begin PASSAGE SHOWN

Citation: 2006 FC 1018

Toronto, Ontario, August 23, 2006

PRESENT:     The Honourable Mr. Justice Hughes

 

 

BETWEEN:

BISI YETUNDE AJAYI

Applicant

and

 

THE MINISTER OF CITIZENSHIP AND IMMIGRATION

Respondent

 

 

REASONS FOR JUDGMENT AND JUDGMENT

 

[1]               The Applicant Bisi Yetunde Ajayi is a Nigerian woman.  She claims to have been married in Nigeria to a man who was an abusive husband; he beat her on several occasions.  As a result, the Applicant left Nigeria and claimed protection in Canada as a Convention refugee.  The Applicant’s claim was considered at an oral hearing before a Member of the Immigration and Refugee Board.  The Applicant was represented by counsel at that hearing.  That Member, in a written decision dated October 18, 2005, rejected the claim.  Judicial review of that decision by this Court is now sought.

 

[2]               The Member found that the Applicant’s allegations were not credible, that there was a lack of any supporting evidence, that there was no satisfactory explanation for the lack of supporting documents and that the Applicant had failed to demonstrate an objective fear.  Accordingly, the Member was not persuaded that there existed a serious possibility of persecution, or of a risk to her life, or risk of cruel and unusual punishment or a danger of torture should she return to Nigeria.

end PASSAGE SHOWN

_WRITTEN TASK A_. In the court decision above, on what date did the Member's written decision reject the claim?

begin DATASET EXTRACT

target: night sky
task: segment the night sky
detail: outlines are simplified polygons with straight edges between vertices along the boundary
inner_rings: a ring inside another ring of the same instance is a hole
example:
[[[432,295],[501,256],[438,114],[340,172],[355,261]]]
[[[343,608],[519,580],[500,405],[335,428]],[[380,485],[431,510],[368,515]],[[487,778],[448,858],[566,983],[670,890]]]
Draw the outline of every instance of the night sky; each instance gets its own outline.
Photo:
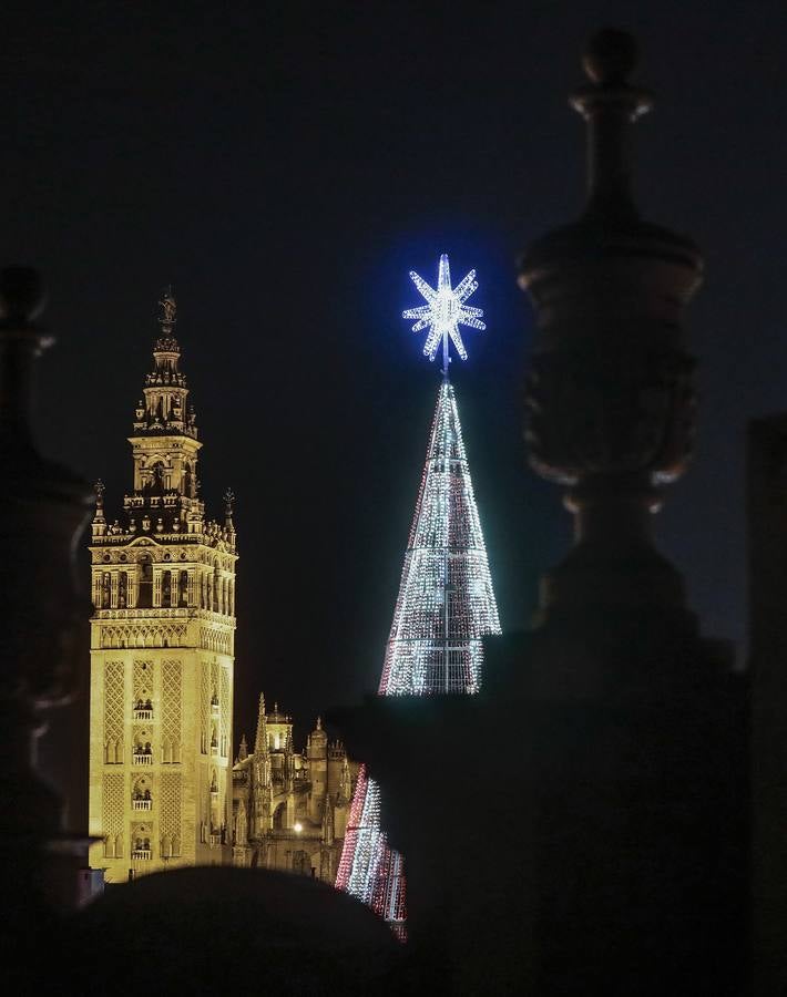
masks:
[[[502,624],[528,625],[570,524],[521,442],[533,317],[514,260],[582,206],[566,94],[585,37],[635,31],[636,80],[656,93],[637,201],[707,258],[689,310],[698,455],[658,534],[705,633],[745,660],[744,430],[787,408],[784,3],[6,17],[0,260],[43,271],[59,340],[40,363],[41,446],[103,477],[120,515],[171,281],[203,496],[218,515],[237,495],[236,740],[260,688],[308,728],[377,686],[439,380],[400,315],[419,302],[408,270],[433,279],[442,251],[481,285],[488,331],[468,330],[453,380]]]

end DATASET EXTRACT

_WRITTEN TASK B_. Please identify every line in the listing above that contains the string "night", matching case exactly, and copy each of those lines.

_EXPECTED OUTPUT A_. October 18, 2005

_EXPECTED OUTPUT B_.
target: night sky
task: segment the night sky
Draw the outline of every instance of the night sky; each instance gets its own outline.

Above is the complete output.